[START DATASET EXCERPTS]

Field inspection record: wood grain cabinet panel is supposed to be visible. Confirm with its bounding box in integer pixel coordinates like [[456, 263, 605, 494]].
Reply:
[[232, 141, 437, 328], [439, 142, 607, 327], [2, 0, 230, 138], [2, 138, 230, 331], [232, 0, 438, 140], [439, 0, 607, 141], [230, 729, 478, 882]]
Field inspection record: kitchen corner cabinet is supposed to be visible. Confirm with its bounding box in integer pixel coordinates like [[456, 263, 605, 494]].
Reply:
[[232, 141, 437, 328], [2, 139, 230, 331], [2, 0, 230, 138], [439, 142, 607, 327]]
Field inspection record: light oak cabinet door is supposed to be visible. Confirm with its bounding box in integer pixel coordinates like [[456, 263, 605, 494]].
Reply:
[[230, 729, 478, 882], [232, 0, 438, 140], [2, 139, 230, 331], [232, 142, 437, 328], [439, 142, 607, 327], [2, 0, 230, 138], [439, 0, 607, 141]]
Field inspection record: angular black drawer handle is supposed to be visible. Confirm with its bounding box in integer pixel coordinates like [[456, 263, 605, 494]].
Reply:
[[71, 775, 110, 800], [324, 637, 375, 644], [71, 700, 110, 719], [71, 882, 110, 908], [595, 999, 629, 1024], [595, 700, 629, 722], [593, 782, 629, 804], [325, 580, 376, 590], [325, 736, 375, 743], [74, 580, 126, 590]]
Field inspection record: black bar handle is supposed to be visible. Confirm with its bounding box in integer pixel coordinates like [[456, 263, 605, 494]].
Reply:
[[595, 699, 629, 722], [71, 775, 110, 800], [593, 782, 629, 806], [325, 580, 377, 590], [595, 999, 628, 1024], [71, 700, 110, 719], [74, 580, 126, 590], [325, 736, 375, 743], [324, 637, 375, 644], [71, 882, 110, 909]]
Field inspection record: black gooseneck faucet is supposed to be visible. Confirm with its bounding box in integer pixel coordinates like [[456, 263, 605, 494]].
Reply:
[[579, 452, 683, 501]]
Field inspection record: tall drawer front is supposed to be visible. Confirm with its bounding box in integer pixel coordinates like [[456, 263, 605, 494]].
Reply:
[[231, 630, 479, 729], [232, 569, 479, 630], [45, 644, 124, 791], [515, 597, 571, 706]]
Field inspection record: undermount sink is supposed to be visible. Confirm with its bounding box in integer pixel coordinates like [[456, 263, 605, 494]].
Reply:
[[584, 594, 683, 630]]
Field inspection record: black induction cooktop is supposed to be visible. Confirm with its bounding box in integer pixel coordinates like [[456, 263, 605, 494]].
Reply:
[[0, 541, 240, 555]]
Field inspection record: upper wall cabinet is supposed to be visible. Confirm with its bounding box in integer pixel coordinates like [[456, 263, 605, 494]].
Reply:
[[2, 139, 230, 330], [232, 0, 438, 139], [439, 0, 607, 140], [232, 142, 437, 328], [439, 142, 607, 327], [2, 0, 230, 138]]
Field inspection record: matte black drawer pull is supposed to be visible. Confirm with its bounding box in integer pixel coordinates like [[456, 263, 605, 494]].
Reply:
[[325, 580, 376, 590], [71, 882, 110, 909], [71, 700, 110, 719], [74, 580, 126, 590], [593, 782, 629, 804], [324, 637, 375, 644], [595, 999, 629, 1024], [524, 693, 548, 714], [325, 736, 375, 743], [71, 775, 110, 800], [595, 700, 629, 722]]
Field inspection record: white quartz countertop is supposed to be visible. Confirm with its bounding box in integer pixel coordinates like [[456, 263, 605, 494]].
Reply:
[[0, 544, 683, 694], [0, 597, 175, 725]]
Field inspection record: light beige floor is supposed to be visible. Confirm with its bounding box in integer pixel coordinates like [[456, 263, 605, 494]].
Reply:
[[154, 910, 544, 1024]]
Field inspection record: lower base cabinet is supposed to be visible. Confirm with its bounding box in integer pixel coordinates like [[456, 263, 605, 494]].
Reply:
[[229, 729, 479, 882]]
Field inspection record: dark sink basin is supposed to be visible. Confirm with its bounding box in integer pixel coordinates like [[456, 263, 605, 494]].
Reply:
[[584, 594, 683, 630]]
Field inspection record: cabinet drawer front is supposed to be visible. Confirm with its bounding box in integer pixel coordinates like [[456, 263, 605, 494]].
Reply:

[END DATASET EXCERPTS]

Only the lines from the one that contains "Field inspection record: white" through the last line should be repeated, each exactly as it stands, with both ends included.

Field inspection record: white quartz countertop is supposed to be visible. Confirm with its bounding box in integer pixel coordinates like [[456, 263, 605, 494]].
Reply:
[[0, 544, 683, 694], [0, 597, 175, 725]]
Field inspection record: light beige floor is supposed to be visible. Confirm with its bounding box in integer pixel coordinates like [[456, 263, 605, 494]].
Reply:
[[154, 910, 544, 1024]]
Field inspection record: lower base cabinet is supposed to be visible. Confirm with its bounding box in integer pixel coordinates like [[456, 263, 605, 494]].
Reply:
[[229, 729, 479, 882]]
Field inspection record: dark sink basin is supposed to be visible. Confirm with its bounding box in integer pixel coordinates like [[456, 263, 605, 494]].
Reply:
[[584, 594, 683, 630]]
Field inspection record: cabinet drawer front is supposed to be visible. Confirm with its bounding box in integer pixel coordinates like [[456, 263, 605, 494]].
Reply:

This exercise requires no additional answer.